Consigne 1 >>
Comment traduire en anglais cette phrase de l'extrait ci-dessous sur le préampli micro : « Le but de la manoeuvre est ici de comprendre comment réagit votre préampli. » ?

Comme nous l'avons vu la semaine dernière, l'utilisation d'un préampli micro externe peut s'avérer délicate pour un débutant. Afin de ne pas tomber dans le piège du "trop de coloration tue la coloration", je vous propose aujourd'hui une méthode qui devrait vous aider à mieux appréhender la chose.
Trop point n’en faut
Tout d’abord, il convient de bien connaître votre outil de travail. Pour ce faire, je vous invite dans un premier temps à ne pas faire l’économie d’une lecture attentive de la notice de votre appareil, car le constructeur y a certainement inclus des recommandations quant à son fonctionnement optimal. De plus, prenez également bien le temps d’effectuer des prises tests sans aucune considération artistique en suivant la démarche présentée lors d’un précédent article. Le but de la manoeuvre est ici de comprendre comment réagit votre préampli. Quand et comment altère-t-il la texture sonore ? Quels sont les conséquences sur la dynamique lorsque vous le poussez un peu ? Notez que dans l’idéal, vous devriez travailler avec un micro neutre afin de bien distinguer le caractère sonore de votre préampli lors de cette phase d’apprentissage. À défaut, utilisez un micro dont vous connaissez la pâte sonore sur le bout des doigts. Je sais que tout cela demande du temps, mais croyez-moi sur parole, ce sera en fin de compte du temps de gagné lorsque vous travaillerez réellement sur vos productions.
Bien, à présent voyons comment mettre vos constatations en pratique. Vous avez certainement relevé que le terme « coloration » revient souvent ces dernières semaines. Vous vous doutez bien que ce n’est pas par hasard. En effet, l’analogie avec la notion de couleur convient parfaitement.

Consigne 2 >>
Pouvez-vous reprendre toutes les lignes ci-dessous en renommant « green leaf » en « yellow leaf », sans rien modifier d'autre et sans inclure les images ?

Lignes disponibles >>
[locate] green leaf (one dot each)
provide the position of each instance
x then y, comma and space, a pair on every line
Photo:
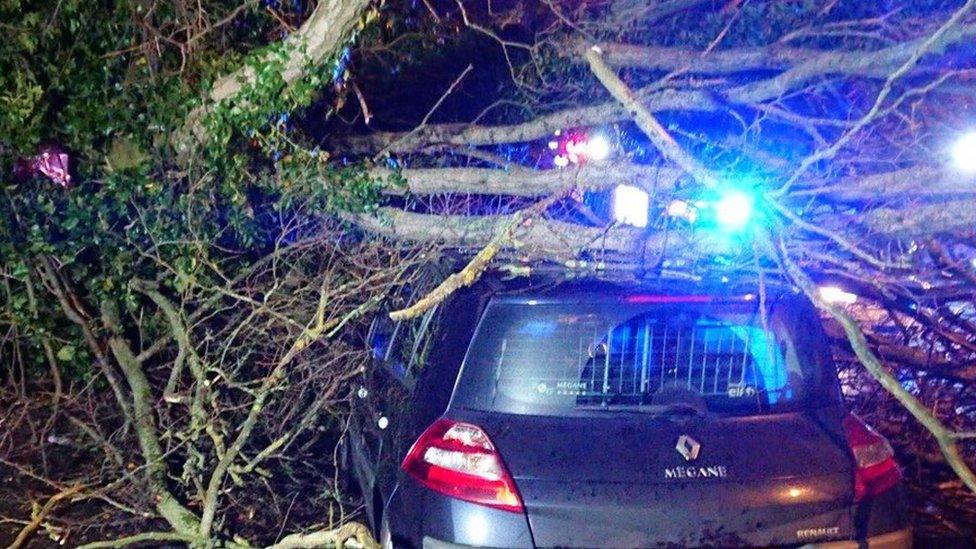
67, 353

Réponse complète 1 >>
The point of the exercise here is to understand how your preamp reacts.

Réponse complète 2 >>
[locate] yellow leaf (one dot each)
provide the position of each instance
x then y, comma and space, a pair on every line
Photo:
67, 353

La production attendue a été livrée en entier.